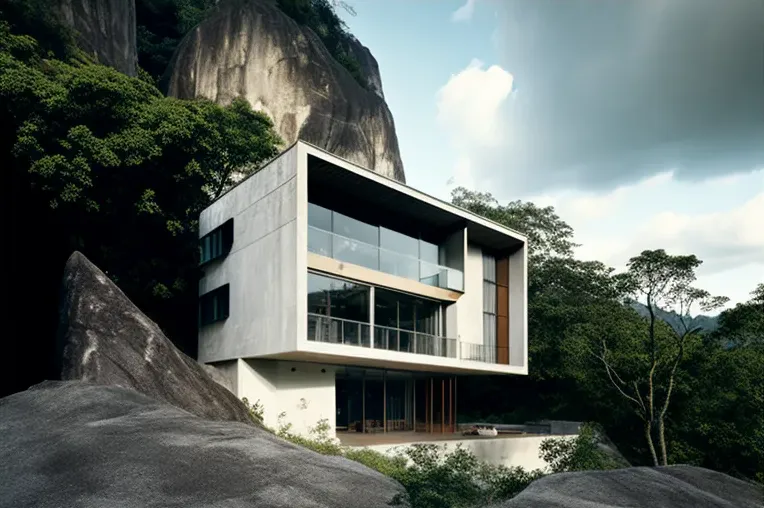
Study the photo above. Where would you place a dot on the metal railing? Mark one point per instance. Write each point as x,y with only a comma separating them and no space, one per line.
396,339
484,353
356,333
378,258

..........

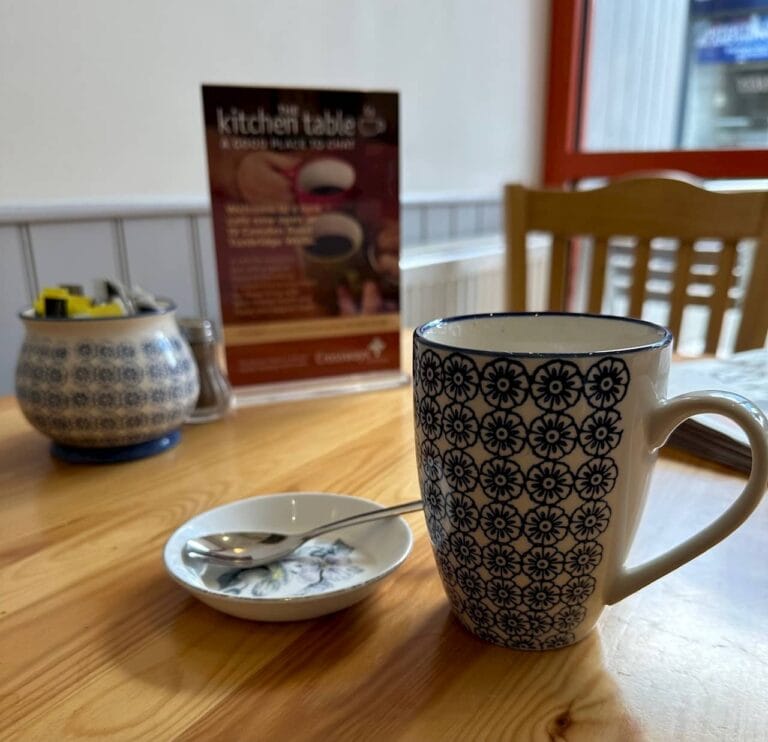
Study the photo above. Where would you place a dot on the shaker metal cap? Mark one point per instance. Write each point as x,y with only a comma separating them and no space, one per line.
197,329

..........

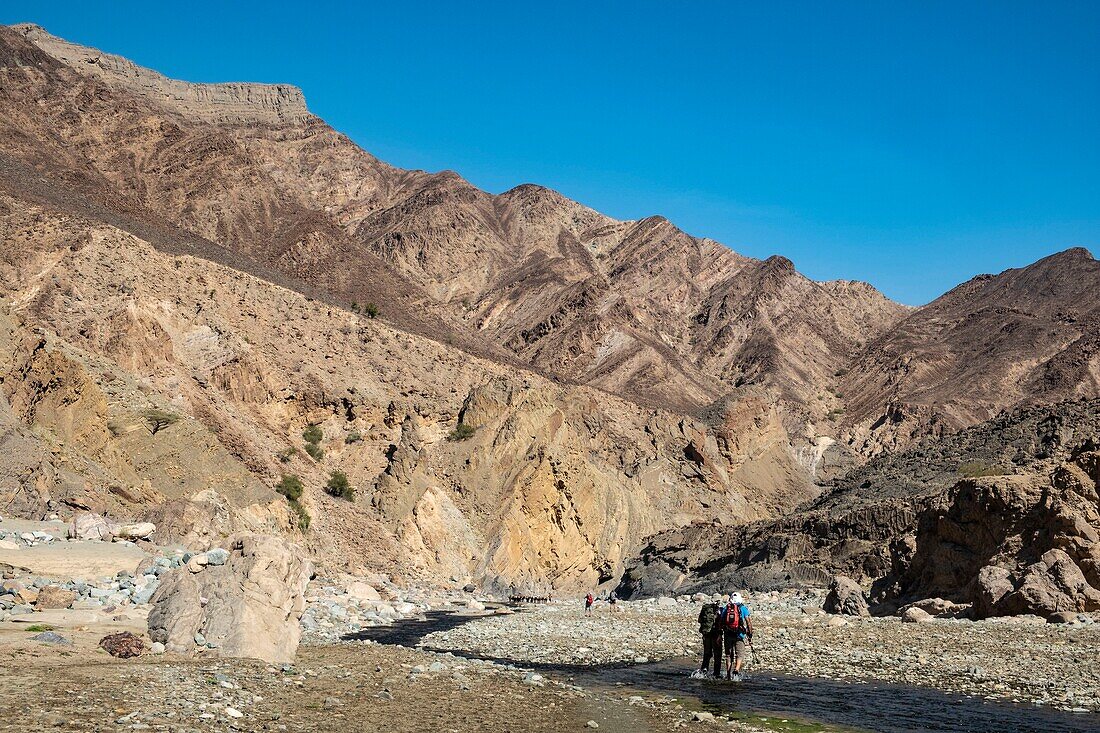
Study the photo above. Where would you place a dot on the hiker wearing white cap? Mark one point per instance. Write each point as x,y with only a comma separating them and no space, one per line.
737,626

..........

*Set problem:*
Pick out each line of the data containing the word "above" and copy it out in full. Case counts.

*Solution:*
Study the photo above. Where would you place a dot on the metal railing? Mark one point per instance. Write each point as x,y with only a comma separating them and no space, one per line.
Study the photo above. Where would you place a dot on the shaker metal cap? Mark one point per instance. Write each point as x,y with only a comma separating them and no space, one per line.
Study the photo above. Where would you place a dot on the hiker wearing white cap? Mark one point per instance. Write each point as x,y with only a comma separating them and no space, one per line.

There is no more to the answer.